Here is my opinion on the whole release issue, which has not changed
in 18 months since the first big discussion of releases and incubation
branding.

Full Disclosure:  While this is my opinion as a member of the
Incubator PMC, it is not necessarily the consensus of the PMC.  In
addition, I was once a BEA employee and am still a (recently inactive)
committer on the beehive project; however, I have been consistent in
my views on this issue regardless of what individual/company/project
has raised the issue.

Given (my assumptions):
1. (binary) releases are useful in building interest in a project,
which often leads to a stronger community; also, the process of doing
a release is useful for a project to go through while in incubation.
2. while in incubation (when a project is still trying to reach its
goals for a diverse, collaborative, meritocratic-based community),
Apache does not want a project to claim that it is a fully-endorsed
Apache project
3. incubation status is no reflection on the technical quality or
maturity of the code base

Therefore:
1. releases should be allowed and even encouraged while incubation
(personally, I don't care whether they're called "releases",
"Releases", or "official project release".

Supplied material:
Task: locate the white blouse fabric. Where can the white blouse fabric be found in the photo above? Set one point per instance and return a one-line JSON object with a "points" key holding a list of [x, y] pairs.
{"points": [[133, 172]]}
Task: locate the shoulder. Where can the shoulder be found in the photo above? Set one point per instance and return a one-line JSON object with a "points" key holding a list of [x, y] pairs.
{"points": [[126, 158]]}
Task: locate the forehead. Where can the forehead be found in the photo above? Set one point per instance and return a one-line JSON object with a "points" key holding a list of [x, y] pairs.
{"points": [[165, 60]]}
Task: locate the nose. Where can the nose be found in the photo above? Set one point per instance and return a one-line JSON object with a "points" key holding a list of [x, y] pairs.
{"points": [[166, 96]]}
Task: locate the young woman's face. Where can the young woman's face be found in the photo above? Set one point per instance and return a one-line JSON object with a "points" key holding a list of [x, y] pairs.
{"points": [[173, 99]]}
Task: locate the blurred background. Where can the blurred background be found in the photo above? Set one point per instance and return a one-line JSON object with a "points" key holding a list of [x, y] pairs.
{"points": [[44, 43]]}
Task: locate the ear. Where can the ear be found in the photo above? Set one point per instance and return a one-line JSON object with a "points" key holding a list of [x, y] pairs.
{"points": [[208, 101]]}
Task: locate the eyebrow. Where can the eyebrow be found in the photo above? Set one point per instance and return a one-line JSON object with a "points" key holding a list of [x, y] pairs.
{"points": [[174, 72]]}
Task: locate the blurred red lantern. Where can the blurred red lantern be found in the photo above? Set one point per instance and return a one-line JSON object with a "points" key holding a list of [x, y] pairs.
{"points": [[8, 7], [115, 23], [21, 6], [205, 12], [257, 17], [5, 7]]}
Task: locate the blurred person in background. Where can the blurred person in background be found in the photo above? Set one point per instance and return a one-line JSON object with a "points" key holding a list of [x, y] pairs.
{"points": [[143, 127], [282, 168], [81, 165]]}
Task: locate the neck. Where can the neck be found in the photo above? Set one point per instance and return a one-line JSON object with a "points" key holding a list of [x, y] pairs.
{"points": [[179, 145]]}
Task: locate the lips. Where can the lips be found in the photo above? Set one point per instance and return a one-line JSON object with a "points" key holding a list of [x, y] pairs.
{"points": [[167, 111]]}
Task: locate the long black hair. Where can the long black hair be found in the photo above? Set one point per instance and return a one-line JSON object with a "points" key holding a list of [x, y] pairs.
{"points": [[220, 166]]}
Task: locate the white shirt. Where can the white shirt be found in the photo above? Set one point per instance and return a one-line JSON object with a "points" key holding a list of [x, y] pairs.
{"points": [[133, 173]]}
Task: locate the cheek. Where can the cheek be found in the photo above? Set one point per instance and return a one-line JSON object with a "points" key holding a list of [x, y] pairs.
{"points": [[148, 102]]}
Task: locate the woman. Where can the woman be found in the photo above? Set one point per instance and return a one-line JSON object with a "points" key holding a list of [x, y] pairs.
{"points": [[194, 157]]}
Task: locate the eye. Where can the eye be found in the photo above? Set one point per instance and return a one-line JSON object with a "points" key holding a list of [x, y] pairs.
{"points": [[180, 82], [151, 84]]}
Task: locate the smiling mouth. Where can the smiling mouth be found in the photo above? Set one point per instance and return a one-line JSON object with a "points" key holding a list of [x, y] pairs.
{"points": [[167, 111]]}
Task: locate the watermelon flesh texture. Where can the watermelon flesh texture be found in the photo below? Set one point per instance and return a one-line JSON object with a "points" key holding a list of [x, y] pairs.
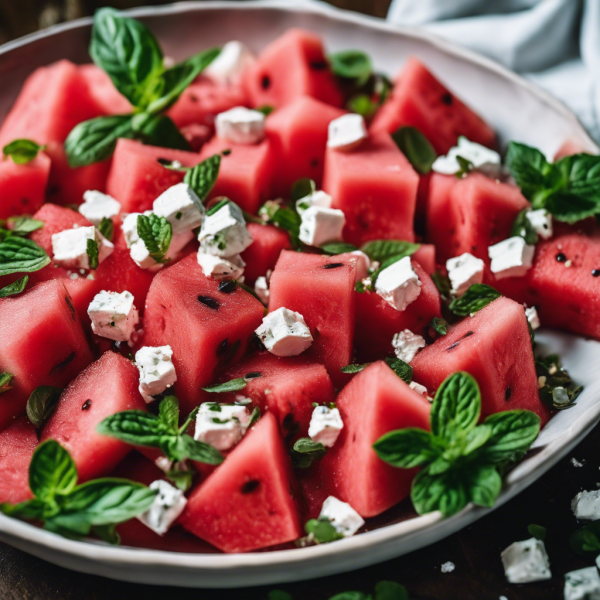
{"points": [[421, 101], [23, 187], [375, 402], [298, 133], [249, 501], [325, 297], [136, 178], [287, 388], [204, 339], [262, 254], [494, 346], [17, 444], [377, 321], [376, 188], [245, 173], [291, 66], [106, 387]]}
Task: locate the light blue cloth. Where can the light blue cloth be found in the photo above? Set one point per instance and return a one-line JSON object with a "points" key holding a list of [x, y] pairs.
{"points": [[555, 43]]}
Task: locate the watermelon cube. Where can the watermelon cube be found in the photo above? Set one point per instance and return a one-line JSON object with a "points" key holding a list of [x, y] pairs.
{"points": [[106, 387], [421, 101], [291, 66], [375, 402], [321, 289], [494, 346], [206, 328], [377, 321], [298, 133], [248, 502], [245, 173], [136, 178], [376, 187]]}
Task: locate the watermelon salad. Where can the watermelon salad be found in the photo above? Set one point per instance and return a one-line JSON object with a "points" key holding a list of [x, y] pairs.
{"points": [[254, 301]]}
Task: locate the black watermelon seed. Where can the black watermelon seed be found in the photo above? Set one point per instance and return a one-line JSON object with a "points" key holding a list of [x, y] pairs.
{"points": [[210, 302]]}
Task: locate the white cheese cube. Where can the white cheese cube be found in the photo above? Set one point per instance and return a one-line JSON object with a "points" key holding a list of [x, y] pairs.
{"points": [[341, 515], [70, 247], [98, 206], [218, 267], [231, 62], [541, 221], [583, 584], [224, 233], [157, 372], [113, 315], [346, 132], [241, 125], [526, 561], [480, 157], [181, 207], [586, 505], [284, 333], [511, 258], [398, 284], [221, 425], [166, 508], [321, 225], [464, 271], [325, 425]]}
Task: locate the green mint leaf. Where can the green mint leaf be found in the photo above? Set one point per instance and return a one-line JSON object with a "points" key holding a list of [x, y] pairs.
{"points": [[416, 147], [41, 404], [156, 233], [12, 290], [478, 296], [52, 471], [22, 151]]}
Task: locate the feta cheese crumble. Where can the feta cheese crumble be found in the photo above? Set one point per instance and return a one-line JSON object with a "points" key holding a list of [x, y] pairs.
{"points": [[526, 561], [241, 125], [463, 272], [346, 132], [321, 225], [325, 425], [166, 508], [113, 315], [284, 333], [398, 284], [511, 258], [406, 345], [341, 515], [98, 206], [221, 425], [157, 372]]}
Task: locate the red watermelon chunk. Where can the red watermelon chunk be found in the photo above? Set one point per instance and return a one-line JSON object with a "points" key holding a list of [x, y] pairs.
{"points": [[291, 66], [494, 346], [421, 101], [262, 254], [207, 329], [17, 444], [287, 388], [298, 132], [245, 173], [470, 214], [376, 187], [325, 297], [375, 402], [377, 321], [23, 187], [106, 387], [136, 177], [248, 502]]}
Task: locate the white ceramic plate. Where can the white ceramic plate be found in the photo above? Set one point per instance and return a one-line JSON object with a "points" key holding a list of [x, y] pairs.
{"points": [[517, 109]]}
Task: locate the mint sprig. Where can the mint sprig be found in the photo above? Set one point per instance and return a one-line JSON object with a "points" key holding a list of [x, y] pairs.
{"points": [[460, 461]]}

Exercise instructions: Continue the opinion piece on releases during Apache incubation, starting after the last sentence shown.

Expected answer:
2. projects should a) include obvious notices regarding their
incubation status and the status of their releases (e.g. in the README
file, as part of the file name, and on their web site),  b) hold a
vote of their ppmc (which should include interested members of the
Incubator PMC), and c) should ensure their mentor approves of the
release and its process.
3. projects within incubation should not be given some arbitrary
technical boundary, such as preventing them from classifying a release
as "1.0" or "2.0", based on the history and stability of the code
base.

Guess what?  When we (this list) spend literally hundreds of emails
discussing these issues in late 2003, we came up with a lose set of
guidelines that pretty much fit with what is described above.  See
http://incubator.apache.org/incubation/Incubation_Policy.html#Releases%0D.
 Note there is nothing in there that states a release can't be called
"official" or "1.0" or anything like that.  Howeverm, it must meet the
branding guidelines.

I suggest those who disagree with these written guidelines suggest
changes to them to be discussed and voted upon; otherwise, existing
projects today should follow the only documentation we have given
them.

(ready for the inevitable flames to begin, possibly from some folks I
have a lot of respect for...)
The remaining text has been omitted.